**Excerpts of location labeling data**
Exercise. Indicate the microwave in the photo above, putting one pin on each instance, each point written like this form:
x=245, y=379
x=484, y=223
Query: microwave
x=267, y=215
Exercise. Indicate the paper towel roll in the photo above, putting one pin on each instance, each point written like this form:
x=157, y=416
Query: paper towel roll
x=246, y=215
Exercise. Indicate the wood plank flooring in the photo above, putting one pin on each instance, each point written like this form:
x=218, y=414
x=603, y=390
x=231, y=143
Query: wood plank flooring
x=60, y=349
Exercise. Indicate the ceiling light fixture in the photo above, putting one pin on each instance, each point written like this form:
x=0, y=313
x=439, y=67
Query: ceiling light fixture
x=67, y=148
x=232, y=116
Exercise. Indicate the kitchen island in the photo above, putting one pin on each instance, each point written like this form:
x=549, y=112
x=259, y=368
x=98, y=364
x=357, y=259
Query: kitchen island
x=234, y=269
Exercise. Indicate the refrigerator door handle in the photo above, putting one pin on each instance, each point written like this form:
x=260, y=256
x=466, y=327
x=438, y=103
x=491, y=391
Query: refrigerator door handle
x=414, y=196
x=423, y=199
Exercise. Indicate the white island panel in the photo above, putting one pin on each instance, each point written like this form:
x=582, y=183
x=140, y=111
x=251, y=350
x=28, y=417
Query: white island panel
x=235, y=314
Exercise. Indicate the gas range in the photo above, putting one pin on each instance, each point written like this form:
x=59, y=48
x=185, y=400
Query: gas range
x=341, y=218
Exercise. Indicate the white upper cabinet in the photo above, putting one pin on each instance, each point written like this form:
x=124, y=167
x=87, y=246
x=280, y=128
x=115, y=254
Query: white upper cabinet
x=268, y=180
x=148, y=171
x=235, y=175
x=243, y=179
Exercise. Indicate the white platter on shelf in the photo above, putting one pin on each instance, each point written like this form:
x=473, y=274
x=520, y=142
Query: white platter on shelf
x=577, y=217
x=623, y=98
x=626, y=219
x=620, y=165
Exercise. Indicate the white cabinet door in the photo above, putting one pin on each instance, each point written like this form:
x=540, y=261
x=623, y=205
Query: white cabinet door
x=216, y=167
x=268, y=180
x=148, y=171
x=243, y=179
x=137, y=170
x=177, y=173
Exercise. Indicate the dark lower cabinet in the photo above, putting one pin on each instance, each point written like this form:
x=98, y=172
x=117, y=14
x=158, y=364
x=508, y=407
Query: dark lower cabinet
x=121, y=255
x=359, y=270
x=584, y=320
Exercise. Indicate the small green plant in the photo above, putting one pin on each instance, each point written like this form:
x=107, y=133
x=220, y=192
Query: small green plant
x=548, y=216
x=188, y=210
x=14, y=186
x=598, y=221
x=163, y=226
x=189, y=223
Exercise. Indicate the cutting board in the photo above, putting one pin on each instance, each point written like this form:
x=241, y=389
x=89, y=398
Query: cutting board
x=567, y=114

**Prompt**
Swap "cutting board" for "chopping board" in the lines from the one containing "Exercise. Indicate the small" through the last line, and write out only those lines with nothing else changed.

**Written solution**
Exercise. Indicate the small green plant in the photo above, putting one pin on each instance, each point written like this form:
x=107, y=133
x=220, y=192
Query: small green plant
x=548, y=216
x=188, y=210
x=14, y=186
x=598, y=221
x=163, y=226
x=189, y=223
Exercise. Indicate the chopping board in the photo above, putting one pin on each instance, each point written like this form:
x=241, y=389
x=89, y=398
Query: chopping board
x=567, y=114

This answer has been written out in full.